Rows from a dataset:
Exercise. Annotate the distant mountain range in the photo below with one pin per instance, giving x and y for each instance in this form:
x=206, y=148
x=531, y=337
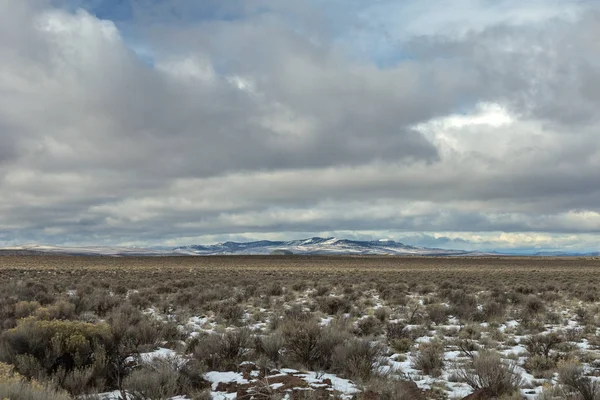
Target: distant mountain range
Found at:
x=317, y=245
x=312, y=246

- **Brief**: Recast the items above as a Markdown table with the columns Row and Line, numbering each nonblank line in order and skipping blank ones. Leave the pictures out of the table.

- **Full output**:
| Row | Line |
|---|---|
| 1 | Exercise. Annotate the distant mountain range in the photo below with one pin per instance, giving x and y for each instance in this form: |
| 2 | x=206, y=148 |
| 3 | x=531, y=337 |
| 4 | Target: distant mountain range |
| 5 | Found at: |
| 6 | x=317, y=245 |
| 7 | x=312, y=246 |